● TASK DESCRIPTION
Could you copy, word for word, only the lines from the one containing "Task: indicate each instance of the man in teal" through the last line of the records below, both included?

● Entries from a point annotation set

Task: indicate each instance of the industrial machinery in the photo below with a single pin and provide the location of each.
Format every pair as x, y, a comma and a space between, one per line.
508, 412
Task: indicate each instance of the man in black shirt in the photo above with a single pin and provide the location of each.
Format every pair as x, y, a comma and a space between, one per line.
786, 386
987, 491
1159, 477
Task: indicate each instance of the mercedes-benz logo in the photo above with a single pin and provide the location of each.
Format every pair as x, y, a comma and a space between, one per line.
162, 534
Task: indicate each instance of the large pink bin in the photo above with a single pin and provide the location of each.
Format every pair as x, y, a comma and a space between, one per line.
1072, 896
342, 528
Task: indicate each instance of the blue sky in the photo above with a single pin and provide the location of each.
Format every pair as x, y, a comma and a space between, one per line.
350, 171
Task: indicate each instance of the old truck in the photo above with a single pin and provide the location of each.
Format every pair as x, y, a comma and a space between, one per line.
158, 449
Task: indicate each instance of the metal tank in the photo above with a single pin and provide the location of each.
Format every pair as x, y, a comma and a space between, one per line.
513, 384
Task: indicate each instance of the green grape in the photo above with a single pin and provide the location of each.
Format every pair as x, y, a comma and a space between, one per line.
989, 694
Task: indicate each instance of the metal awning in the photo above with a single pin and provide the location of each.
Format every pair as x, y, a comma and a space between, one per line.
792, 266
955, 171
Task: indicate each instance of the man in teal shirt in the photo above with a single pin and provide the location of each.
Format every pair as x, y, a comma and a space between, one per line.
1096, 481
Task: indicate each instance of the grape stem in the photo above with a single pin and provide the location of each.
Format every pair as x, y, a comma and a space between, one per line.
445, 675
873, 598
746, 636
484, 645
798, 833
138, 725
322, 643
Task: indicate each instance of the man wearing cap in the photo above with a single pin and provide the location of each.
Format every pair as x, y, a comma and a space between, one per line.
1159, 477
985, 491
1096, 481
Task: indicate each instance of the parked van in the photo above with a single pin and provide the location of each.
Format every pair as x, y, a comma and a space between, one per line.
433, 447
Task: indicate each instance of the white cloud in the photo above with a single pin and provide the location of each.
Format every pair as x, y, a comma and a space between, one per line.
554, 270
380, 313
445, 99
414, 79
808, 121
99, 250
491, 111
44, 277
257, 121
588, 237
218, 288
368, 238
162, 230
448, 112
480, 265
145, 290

● TASK OUTPUT
Task: indicate each instance of the man in teal shirt in the photo above with a single pin and provide the location of each.
Format every pair as x, y, a comma and a space between, one per line.
1096, 481
Task: indicate each instance of the grape stem in the photo above with a single pin and provide the location of each.
Format every pair as x, y, a comma and a space between, one per line.
445, 675
873, 598
746, 636
484, 645
798, 833
138, 725
322, 643
Task: indicate each instance of the man wearing cap in the photo above with a single pin and provide the location of each.
Format every pair as x, y, a comma and a space between, one per line.
1159, 477
985, 491
1096, 481
Task: indicate each instance of the parked van in the photo above with a single pin and provide the location of each.
Format every pair as x, y, a comma and a space between, one per line.
433, 447
Task: indicate each instance of the white cloud in the photo above with a single pin and provide the location of each.
Format every pair as x, y, a comma and a space between, one per line.
554, 270
380, 313
445, 99
414, 79
808, 121
99, 250
491, 111
44, 277
257, 121
588, 237
218, 288
368, 238
162, 230
448, 112
480, 265
145, 290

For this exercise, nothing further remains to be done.